▶ _WORK ITEM_
Every line in the entries where "instance" is found should be copied.

▶ _RECORDS FOR THIS EXERCISE_
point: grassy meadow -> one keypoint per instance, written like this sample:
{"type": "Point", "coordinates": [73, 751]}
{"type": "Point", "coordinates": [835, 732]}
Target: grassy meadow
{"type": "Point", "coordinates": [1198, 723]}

--

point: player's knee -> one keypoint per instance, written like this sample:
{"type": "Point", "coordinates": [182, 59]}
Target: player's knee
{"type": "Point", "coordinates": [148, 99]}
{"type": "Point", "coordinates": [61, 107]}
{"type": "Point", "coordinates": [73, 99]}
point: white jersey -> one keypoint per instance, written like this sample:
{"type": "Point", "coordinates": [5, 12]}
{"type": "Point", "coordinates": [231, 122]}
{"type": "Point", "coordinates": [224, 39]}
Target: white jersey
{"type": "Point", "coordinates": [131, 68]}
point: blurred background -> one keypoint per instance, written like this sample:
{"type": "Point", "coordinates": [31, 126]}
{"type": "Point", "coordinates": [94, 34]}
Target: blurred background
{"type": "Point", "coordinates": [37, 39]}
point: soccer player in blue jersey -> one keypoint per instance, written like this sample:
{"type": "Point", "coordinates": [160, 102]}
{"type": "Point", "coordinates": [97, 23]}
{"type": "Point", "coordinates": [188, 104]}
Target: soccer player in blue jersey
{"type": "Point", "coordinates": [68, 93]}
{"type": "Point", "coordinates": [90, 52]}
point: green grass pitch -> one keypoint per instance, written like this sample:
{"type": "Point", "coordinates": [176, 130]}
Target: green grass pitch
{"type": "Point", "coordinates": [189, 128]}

--

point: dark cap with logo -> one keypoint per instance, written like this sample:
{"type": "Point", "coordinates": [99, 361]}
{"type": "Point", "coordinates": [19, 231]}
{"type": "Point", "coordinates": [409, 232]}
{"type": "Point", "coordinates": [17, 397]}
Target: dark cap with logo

▶ _SOLVED PROBLEM_
point: grassy meadow -> one keypoint per instance, written like this sample:
point: player's knee -> one keypoint per instance, written like this sample:
point: white jersey -> one keypoint per instance, written like this sample:
point: blurred background -> one keypoint per instance, written like this sample:
point: soccer player in blue jersey -> one keypoint per instance, written like this sample:
point: green grass pitch -> one keypoint per instance, written like this sample:
point: dark cap with logo -> one keypoint per instance, written like this sample:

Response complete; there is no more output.